Copy out the rows below word for word, from the line containing "Field inspection note: the thatched" through the last row, including both ends.
----- Material to process -----
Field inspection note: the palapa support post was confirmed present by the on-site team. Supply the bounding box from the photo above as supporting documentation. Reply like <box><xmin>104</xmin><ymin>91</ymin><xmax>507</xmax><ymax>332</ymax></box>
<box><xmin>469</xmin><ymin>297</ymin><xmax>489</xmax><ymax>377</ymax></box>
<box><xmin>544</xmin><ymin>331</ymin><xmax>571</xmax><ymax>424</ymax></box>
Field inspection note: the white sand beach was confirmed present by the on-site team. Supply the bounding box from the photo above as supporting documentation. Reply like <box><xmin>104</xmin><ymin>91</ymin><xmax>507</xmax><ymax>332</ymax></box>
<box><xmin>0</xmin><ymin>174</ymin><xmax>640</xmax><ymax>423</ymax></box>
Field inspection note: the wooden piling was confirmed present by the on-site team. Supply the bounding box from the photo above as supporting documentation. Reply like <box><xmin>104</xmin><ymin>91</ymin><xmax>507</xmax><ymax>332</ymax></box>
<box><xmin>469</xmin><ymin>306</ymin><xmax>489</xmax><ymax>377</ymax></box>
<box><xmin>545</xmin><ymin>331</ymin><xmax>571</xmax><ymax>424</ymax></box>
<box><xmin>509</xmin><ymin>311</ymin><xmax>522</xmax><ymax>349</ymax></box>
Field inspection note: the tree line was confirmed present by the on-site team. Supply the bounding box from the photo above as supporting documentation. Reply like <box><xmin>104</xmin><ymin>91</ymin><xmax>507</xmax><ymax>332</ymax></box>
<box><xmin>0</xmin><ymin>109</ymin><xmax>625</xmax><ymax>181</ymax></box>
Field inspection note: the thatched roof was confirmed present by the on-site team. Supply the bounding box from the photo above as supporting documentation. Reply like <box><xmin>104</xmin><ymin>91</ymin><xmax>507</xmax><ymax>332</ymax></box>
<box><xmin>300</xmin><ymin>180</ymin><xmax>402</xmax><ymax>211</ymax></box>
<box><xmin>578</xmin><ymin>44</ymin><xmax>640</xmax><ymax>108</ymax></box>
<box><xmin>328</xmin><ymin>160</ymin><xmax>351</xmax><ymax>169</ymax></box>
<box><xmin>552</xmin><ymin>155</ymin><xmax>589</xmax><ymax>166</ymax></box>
-----
• **Response below**
Field inspection note: the thatched roof was confirmed present by the on-site team. Supply the bounding box from the photo above as supporting documentation. Reply like <box><xmin>104</xmin><ymin>91</ymin><xmax>507</xmax><ymax>332</ymax></box>
<box><xmin>300</xmin><ymin>180</ymin><xmax>402</xmax><ymax>211</ymax></box>
<box><xmin>578</xmin><ymin>44</ymin><xmax>640</xmax><ymax>108</ymax></box>
<box><xmin>328</xmin><ymin>160</ymin><xmax>351</xmax><ymax>169</ymax></box>
<box><xmin>552</xmin><ymin>155</ymin><xmax>589</xmax><ymax>166</ymax></box>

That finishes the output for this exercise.